● **Your objective**
Beginning at the line containing "locate dragonfly compound", print every line until the records end, keeping each exactly as it is.

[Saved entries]
*****
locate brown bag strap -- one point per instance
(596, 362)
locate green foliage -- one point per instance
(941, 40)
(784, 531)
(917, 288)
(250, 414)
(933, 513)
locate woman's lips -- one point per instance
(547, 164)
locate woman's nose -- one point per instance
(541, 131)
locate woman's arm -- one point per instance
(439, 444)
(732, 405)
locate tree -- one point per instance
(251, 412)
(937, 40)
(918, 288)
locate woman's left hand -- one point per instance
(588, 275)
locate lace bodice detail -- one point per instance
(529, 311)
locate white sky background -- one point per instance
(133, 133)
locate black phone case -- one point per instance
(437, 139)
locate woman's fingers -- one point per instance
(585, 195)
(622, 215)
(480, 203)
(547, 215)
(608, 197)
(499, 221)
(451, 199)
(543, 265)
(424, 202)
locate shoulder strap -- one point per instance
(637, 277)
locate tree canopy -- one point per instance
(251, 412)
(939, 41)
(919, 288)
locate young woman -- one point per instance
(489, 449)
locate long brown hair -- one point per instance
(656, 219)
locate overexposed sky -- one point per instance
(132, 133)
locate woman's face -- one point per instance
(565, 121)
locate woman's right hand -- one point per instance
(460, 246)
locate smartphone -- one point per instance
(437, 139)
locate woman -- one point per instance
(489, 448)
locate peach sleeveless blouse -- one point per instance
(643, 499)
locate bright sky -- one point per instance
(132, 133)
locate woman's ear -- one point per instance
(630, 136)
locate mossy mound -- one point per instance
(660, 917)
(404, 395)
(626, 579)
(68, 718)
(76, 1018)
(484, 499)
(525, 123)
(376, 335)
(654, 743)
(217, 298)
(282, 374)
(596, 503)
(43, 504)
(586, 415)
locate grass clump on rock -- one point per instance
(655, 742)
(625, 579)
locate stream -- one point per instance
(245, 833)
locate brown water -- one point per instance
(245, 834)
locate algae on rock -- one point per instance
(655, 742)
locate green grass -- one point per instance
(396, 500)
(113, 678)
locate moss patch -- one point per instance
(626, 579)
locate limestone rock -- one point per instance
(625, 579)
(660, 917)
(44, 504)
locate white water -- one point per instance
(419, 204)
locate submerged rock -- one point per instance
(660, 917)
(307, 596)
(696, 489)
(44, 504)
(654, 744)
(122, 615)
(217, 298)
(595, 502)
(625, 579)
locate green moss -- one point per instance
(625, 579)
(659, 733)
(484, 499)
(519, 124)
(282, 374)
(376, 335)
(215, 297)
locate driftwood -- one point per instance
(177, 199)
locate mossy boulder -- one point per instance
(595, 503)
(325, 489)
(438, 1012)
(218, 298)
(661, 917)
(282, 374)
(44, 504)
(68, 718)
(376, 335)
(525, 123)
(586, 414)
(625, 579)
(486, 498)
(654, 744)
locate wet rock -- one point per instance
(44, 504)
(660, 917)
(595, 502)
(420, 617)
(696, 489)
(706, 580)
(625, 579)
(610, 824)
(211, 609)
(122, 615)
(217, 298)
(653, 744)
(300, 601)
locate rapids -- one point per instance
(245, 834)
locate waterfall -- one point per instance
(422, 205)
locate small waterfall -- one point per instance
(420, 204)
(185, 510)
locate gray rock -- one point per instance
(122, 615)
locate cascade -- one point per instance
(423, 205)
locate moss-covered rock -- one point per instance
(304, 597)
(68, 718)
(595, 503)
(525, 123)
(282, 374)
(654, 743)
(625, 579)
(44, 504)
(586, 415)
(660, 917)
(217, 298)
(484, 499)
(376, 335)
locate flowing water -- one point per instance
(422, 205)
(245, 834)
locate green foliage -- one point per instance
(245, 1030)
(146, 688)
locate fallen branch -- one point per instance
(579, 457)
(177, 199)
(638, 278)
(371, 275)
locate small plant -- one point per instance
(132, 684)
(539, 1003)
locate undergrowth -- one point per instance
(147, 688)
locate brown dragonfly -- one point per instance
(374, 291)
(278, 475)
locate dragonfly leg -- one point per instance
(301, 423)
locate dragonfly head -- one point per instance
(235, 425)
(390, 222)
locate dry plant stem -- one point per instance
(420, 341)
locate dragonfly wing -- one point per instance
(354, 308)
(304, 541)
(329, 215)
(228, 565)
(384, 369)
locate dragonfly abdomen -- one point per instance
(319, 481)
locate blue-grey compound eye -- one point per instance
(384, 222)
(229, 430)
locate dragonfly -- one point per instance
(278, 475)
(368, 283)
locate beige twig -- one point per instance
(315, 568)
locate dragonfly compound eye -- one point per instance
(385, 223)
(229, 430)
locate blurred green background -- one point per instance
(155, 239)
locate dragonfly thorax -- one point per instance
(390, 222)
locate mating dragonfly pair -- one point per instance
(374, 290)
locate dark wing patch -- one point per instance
*****
● **Answer space**
locate dragonfly compound eye -- one point per instance
(385, 223)
(229, 430)
locate blurred green background -- one point per instance
(155, 239)
locate dragonfly thorax -- one point per instance
(390, 222)
locate mating dragonfly pair -- one point per instance
(374, 290)
locate dark wing patch -- one point per instance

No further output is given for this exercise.